Task brief — The records below are to be returned word for word, with pictures left out.

The data —
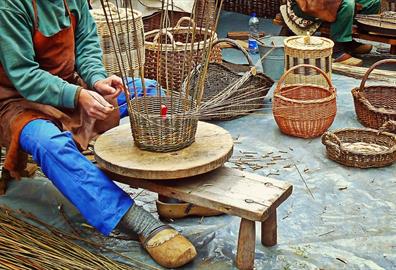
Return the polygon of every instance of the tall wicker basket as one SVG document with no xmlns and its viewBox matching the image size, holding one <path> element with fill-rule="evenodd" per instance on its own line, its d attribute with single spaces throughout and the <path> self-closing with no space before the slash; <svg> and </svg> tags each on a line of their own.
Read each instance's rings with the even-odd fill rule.
<svg viewBox="0 0 396 270">
<path fill-rule="evenodd" d="M 110 2 L 106 7 L 106 13 L 108 16 L 111 13 L 114 18 L 113 22 L 110 23 L 110 27 L 107 25 L 103 9 L 91 10 L 91 14 L 96 22 L 100 46 L 103 51 L 103 65 L 107 73 L 120 74 L 120 63 L 123 70 L 128 69 L 129 76 L 138 76 L 138 53 L 143 63 L 145 59 L 142 13 L 137 10 L 132 11 L 125 8 L 117 10 L 117 7 Z M 135 22 L 133 22 L 133 17 Z M 114 35 L 114 33 L 117 33 L 118 40 L 120 41 L 117 47 L 112 44 L 111 35 Z M 135 33 L 137 33 L 136 39 Z M 120 53 L 122 54 L 122 59 L 119 57 L 117 61 L 117 56 L 120 56 Z"/>
<path fill-rule="evenodd" d="M 295 70 L 314 69 L 325 77 L 328 86 L 292 84 L 284 86 L 286 77 Z M 288 135 L 314 138 L 322 135 L 336 116 L 336 92 L 331 80 L 318 67 L 298 65 L 280 79 L 274 92 L 272 110 L 279 129 Z"/>
<path fill-rule="evenodd" d="M 285 72 L 290 68 L 309 64 L 320 68 L 331 80 L 334 42 L 328 38 L 294 36 L 285 39 Z M 286 84 L 307 83 L 327 86 L 327 80 L 313 69 L 295 70 L 286 78 Z"/>
<path fill-rule="evenodd" d="M 352 89 L 359 122 L 374 129 L 389 120 L 396 121 L 396 86 L 366 86 L 370 73 L 383 64 L 396 64 L 396 59 L 385 59 L 372 65 L 364 75 L 360 87 Z"/>
<path fill-rule="evenodd" d="M 180 26 L 183 21 L 190 21 L 192 26 Z M 193 31 L 196 33 L 194 42 L 190 40 L 186 43 L 186 38 L 191 39 Z M 183 80 L 201 61 L 203 51 L 209 48 L 215 40 L 217 40 L 216 33 L 196 27 L 189 17 L 181 18 L 174 28 L 146 33 L 145 76 L 157 80 L 163 88 L 169 91 L 179 91 Z M 187 59 L 191 51 L 194 52 L 193 56 Z"/>
</svg>

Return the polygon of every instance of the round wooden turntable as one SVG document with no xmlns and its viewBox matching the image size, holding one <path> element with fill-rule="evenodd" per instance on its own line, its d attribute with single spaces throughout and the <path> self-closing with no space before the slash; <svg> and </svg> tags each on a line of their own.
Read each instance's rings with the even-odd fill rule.
<svg viewBox="0 0 396 270">
<path fill-rule="evenodd" d="M 233 139 L 225 129 L 199 122 L 195 142 L 175 152 L 156 153 L 133 143 L 128 124 L 115 127 L 96 141 L 99 166 L 118 175 L 150 180 L 169 180 L 203 174 L 222 166 L 232 155 Z"/>
</svg>

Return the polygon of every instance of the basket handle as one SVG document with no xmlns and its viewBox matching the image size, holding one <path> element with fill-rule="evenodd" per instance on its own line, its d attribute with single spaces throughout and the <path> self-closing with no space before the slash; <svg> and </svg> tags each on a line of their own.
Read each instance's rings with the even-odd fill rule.
<svg viewBox="0 0 396 270">
<path fill-rule="evenodd" d="M 315 69 L 317 72 L 319 72 L 319 73 L 326 79 L 326 82 L 327 82 L 327 84 L 329 85 L 329 90 L 331 90 L 332 92 L 335 91 L 335 88 L 334 88 L 334 86 L 333 86 L 333 83 L 331 82 L 330 78 L 327 76 L 327 74 L 326 74 L 323 70 L 321 70 L 320 68 L 318 68 L 318 67 L 316 67 L 316 66 L 313 66 L 313 65 L 300 64 L 300 65 L 297 65 L 297 66 L 294 66 L 294 67 L 290 68 L 288 71 L 286 71 L 286 72 L 282 75 L 282 77 L 280 77 L 280 79 L 279 79 L 279 81 L 278 81 L 278 85 L 277 85 L 276 88 L 275 88 L 275 93 L 279 93 L 280 88 L 281 88 L 283 82 L 284 82 L 285 79 L 286 79 L 286 76 L 289 75 L 290 72 L 292 72 L 292 71 L 295 70 L 295 69 L 302 68 L 302 67 Z"/>
<path fill-rule="evenodd" d="M 169 32 L 167 29 L 161 29 L 160 31 L 158 31 L 158 33 L 155 35 L 154 39 L 153 39 L 153 43 L 157 44 L 158 43 L 158 39 L 160 36 L 162 35 L 166 35 L 169 40 L 171 41 L 171 44 L 173 46 L 173 48 L 176 47 L 176 42 L 175 39 L 173 38 L 173 35 L 171 32 Z"/>
<path fill-rule="evenodd" d="M 192 18 L 190 18 L 190 17 L 181 17 L 181 18 L 177 21 L 176 26 L 175 26 L 175 29 L 179 29 L 179 28 L 181 27 L 181 24 L 182 24 L 183 22 L 188 22 L 189 24 L 192 24 L 192 27 L 193 27 L 193 28 L 195 28 L 195 27 L 197 26 Z"/>
<path fill-rule="evenodd" d="M 322 143 L 326 146 L 331 146 L 341 153 L 341 141 L 337 135 L 329 131 L 325 132 L 322 136 Z"/>
<path fill-rule="evenodd" d="M 247 59 L 247 61 L 249 63 L 249 66 L 250 67 L 254 67 L 253 60 L 250 57 L 249 53 L 238 42 L 236 42 L 235 40 L 230 39 L 230 38 L 221 38 L 221 39 L 218 39 L 215 42 L 213 42 L 212 48 L 214 48 L 215 46 L 219 45 L 220 43 L 228 43 L 228 44 L 232 45 L 234 48 L 239 49 L 240 51 L 242 51 L 242 53 L 245 55 L 245 57 L 246 57 L 246 59 Z"/>
<path fill-rule="evenodd" d="M 360 83 L 360 90 L 362 91 L 366 85 L 366 81 L 368 77 L 370 76 L 371 72 L 373 72 L 374 69 L 376 69 L 378 66 L 381 66 L 383 64 L 396 64 L 396 59 L 384 59 L 380 60 L 376 63 L 374 63 L 367 71 L 366 74 L 364 74 L 363 80 Z"/>
<path fill-rule="evenodd" d="M 386 121 L 378 129 L 378 133 L 382 133 L 382 132 L 385 132 L 385 131 L 390 131 L 390 132 L 396 131 L 396 121 L 394 121 L 394 120 Z"/>
</svg>

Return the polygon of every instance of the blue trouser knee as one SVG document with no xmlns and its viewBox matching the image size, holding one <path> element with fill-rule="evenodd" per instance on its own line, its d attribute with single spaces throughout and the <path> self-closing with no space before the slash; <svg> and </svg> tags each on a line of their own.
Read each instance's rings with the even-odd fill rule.
<svg viewBox="0 0 396 270">
<path fill-rule="evenodd" d="M 132 206 L 130 196 L 80 153 L 70 132 L 60 131 L 50 121 L 34 120 L 23 128 L 19 142 L 57 189 L 104 235 Z"/>
</svg>

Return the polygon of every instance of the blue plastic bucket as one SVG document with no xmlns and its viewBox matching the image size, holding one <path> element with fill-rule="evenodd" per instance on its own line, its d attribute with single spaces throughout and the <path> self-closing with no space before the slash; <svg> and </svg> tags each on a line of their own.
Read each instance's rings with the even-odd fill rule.
<svg viewBox="0 0 396 270">
<path fill-rule="evenodd" d="M 287 37 L 268 36 L 260 39 L 260 57 L 272 51 L 261 61 L 263 72 L 273 80 L 279 80 L 285 68 L 285 52 L 283 41 Z"/>
</svg>

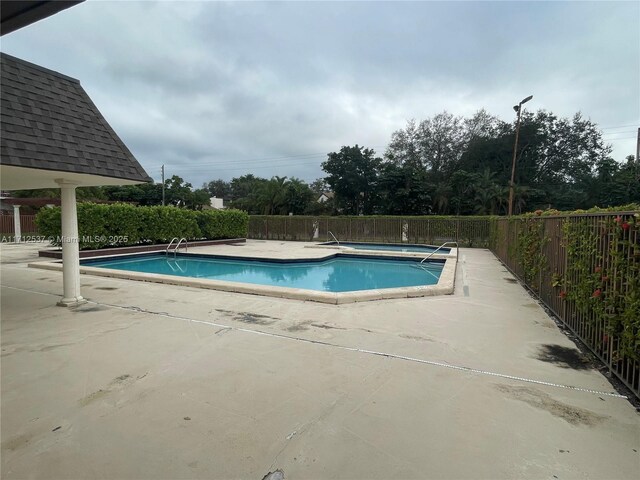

Exercise output —
Return the polygon of every instance of the tall wicker basket as one SVG document with no xmlns and its viewBox matching the image size, holding one <path> element with fill-rule="evenodd" per instance on its own line, its d attribute with single spaces throughout and the <path> self-closing with no space before the slash; <svg> and </svg> tags each on a line of their own.
Read each instance's rings with the even-odd fill rule.
<svg viewBox="0 0 396 270">
<path fill-rule="evenodd" d="M 110 2 L 106 7 L 106 13 L 108 16 L 111 13 L 114 18 L 113 22 L 110 23 L 110 27 L 107 25 L 103 9 L 91 10 L 91 14 L 96 22 L 100 46 L 103 51 L 103 65 L 107 73 L 120 74 L 120 63 L 123 70 L 128 69 L 129 76 L 138 76 L 138 53 L 143 63 L 145 59 L 142 13 L 137 10 L 132 11 L 125 8 L 117 10 L 117 7 Z M 135 22 L 133 22 L 133 17 Z M 114 35 L 114 33 L 117 33 L 118 40 L 120 41 L 117 47 L 112 44 L 111 35 Z M 135 33 L 137 33 L 136 39 Z M 120 53 L 122 54 L 122 59 L 119 57 L 117 61 L 117 56 L 120 56 Z"/>
<path fill-rule="evenodd" d="M 295 70 L 314 69 L 325 77 L 328 86 L 292 84 L 284 86 L 286 77 Z M 288 135 L 314 138 L 322 135 L 336 116 L 336 92 L 331 80 L 318 67 L 298 65 L 280 79 L 274 92 L 272 110 L 279 129 Z"/>
<path fill-rule="evenodd" d="M 285 72 L 290 68 L 309 64 L 320 68 L 331 80 L 334 42 L 328 38 L 294 36 L 285 39 Z M 286 84 L 307 83 L 327 86 L 327 80 L 313 69 L 295 70 L 286 78 Z"/>
<path fill-rule="evenodd" d="M 352 89 L 359 122 L 374 129 L 389 120 L 396 121 L 396 86 L 366 86 L 370 73 L 383 64 L 396 64 L 396 59 L 385 59 L 372 65 L 364 75 L 360 87 Z"/>
<path fill-rule="evenodd" d="M 180 26 L 183 21 L 190 21 L 192 26 Z M 193 31 L 196 33 L 194 42 L 190 40 L 186 43 L 186 38 L 191 39 Z M 183 80 L 201 61 L 203 51 L 209 48 L 215 40 L 217 40 L 216 33 L 196 27 L 189 17 L 181 18 L 174 28 L 146 33 L 145 76 L 157 80 L 163 88 L 169 91 L 179 91 Z M 187 59 L 191 51 L 194 52 L 193 56 Z"/>
</svg>

Return the polygon of every instance of the round wooden turntable as one SVG document with no xmlns and its viewBox matching the image size, holding one <path> element with fill-rule="evenodd" per instance on its own line, its d attribute with single spaces throughout and the <path> self-closing with no space before the slash; <svg> and </svg> tags each on a line of their own.
Read each instance's rings with the even-odd fill rule.
<svg viewBox="0 0 396 270">
<path fill-rule="evenodd" d="M 233 139 L 225 129 L 199 122 L 195 142 L 175 152 L 156 153 L 133 143 L 128 124 L 115 127 L 96 141 L 99 166 L 118 175 L 150 180 L 169 180 L 203 174 L 222 166 L 232 155 Z"/>
</svg>

Return the polygon of every instance of the basket handle as one SVG document with no xmlns and its viewBox matching the image size, holding one <path> element with fill-rule="evenodd" per instance on its own line, its d attribute with single spaces throughout and the <path> self-closing with no space before the slash; <svg> and </svg> tags each on a line of their own.
Read each instance's rings with the even-odd fill rule.
<svg viewBox="0 0 396 270">
<path fill-rule="evenodd" d="M 315 69 L 317 72 L 319 72 L 319 73 L 326 79 L 326 82 L 327 82 L 327 84 L 329 85 L 329 90 L 331 90 L 332 92 L 335 91 L 335 88 L 334 88 L 334 86 L 333 86 L 333 83 L 331 82 L 330 78 L 327 76 L 327 74 L 326 74 L 323 70 L 321 70 L 320 68 L 318 68 L 318 67 L 316 67 L 316 66 L 313 66 L 313 65 L 300 64 L 300 65 L 297 65 L 297 66 L 294 66 L 294 67 L 290 68 L 288 71 L 286 71 L 286 72 L 282 75 L 282 77 L 280 77 L 280 79 L 279 79 L 279 81 L 278 81 L 278 85 L 277 85 L 276 88 L 275 88 L 275 93 L 279 93 L 280 88 L 281 88 L 283 82 L 284 82 L 285 79 L 286 79 L 286 76 L 289 75 L 290 72 L 292 72 L 292 71 L 295 70 L 295 69 L 302 68 L 302 67 Z"/>
<path fill-rule="evenodd" d="M 169 32 L 167 29 L 161 29 L 160 31 L 158 31 L 158 33 L 155 35 L 154 39 L 153 39 L 153 43 L 157 44 L 158 43 L 158 39 L 160 36 L 162 35 L 166 35 L 169 40 L 171 41 L 171 44 L 173 46 L 173 48 L 176 47 L 176 42 L 175 39 L 173 38 L 173 35 L 171 32 Z"/>
<path fill-rule="evenodd" d="M 192 18 L 190 18 L 190 17 L 181 17 L 181 18 L 177 21 L 176 26 L 175 26 L 175 29 L 179 29 L 179 28 L 181 27 L 181 24 L 182 24 L 183 22 L 188 22 L 189 24 L 192 24 L 192 27 L 193 27 L 193 28 L 195 28 L 195 27 L 197 26 Z"/>
<path fill-rule="evenodd" d="M 322 143 L 326 146 L 331 146 L 341 153 L 341 141 L 337 135 L 329 131 L 325 132 L 322 136 Z"/>
<path fill-rule="evenodd" d="M 247 59 L 247 61 L 249 63 L 249 66 L 250 67 L 254 67 L 253 60 L 250 57 L 249 53 L 238 42 L 236 42 L 235 40 L 230 39 L 230 38 L 221 38 L 221 39 L 218 39 L 215 42 L 213 42 L 212 48 L 214 48 L 215 46 L 219 45 L 220 43 L 228 43 L 228 44 L 232 45 L 234 48 L 239 49 L 240 51 L 242 51 L 242 53 L 245 55 L 245 57 L 246 57 L 246 59 Z"/>
<path fill-rule="evenodd" d="M 360 83 L 360 90 L 362 91 L 366 85 L 366 81 L 368 77 L 370 76 L 371 72 L 373 72 L 374 69 L 376 69 L 378 66 L 381 66 L 383 64 L 396 64 L 396 59 L 384 59 L 380 60 L 376 63 L 374 63 L 367 71 L 366 74 L 364 74 L 363 80 Z"/>
<path fill-rule="evenodd" d="M 386 121 L 378 129 L 378 133 L 382 133 L 382 132 L 385 132 L 385 131 L 390 131 L 390 132 L 396 131 L 396 121 L 394 121 L 394 120 Z"/>
</svg>

Return the polygon of every instance of the blue trouser knee as one SVG document with no xmlns and its viewBox matching the image size, holding one <path> element with fill-rule="evenodd" per instance on its own line, its d attribute with single spaces throughout and the <path> self-closing with no space before the slash; <svg> and </svg> tags each on a line of their own.
Read each instance's rings with the even-odd fill rule.
<svg viewBox="0 0 396 270">
<path fill-rule="evenodd" d="M 132 206 L 130 196 L 80 153 L 70 132 L 60 131 L 50 121 L 34 120 L 23 128 L 19 142 L 57 189 L 104 235 Z"/>
</svg>

Return the polygon of every instance of the blue plastic bucket as one SVG document with no xmlns and its viewBox matching the image size, holding one <path> element with fill-rule="evenodd" per instance on its own line, its d attribute with single spaces throughout and the <path> self-closing with no space before the slash; <svg> and </svg> tags each on a line of their own.
Read each instance's rings with the even-odd fill rule.
<svg viewBox="0 0 396 270">
<path fill-rule="evenodd" d="M 287 37 L 268 36 L 260 39 L 260 57 L 272 51 L 261 61 L 263 72 L 273 80 L 279 80 L 285 68 L 285 52 L 283 41 Z"/>
</svg>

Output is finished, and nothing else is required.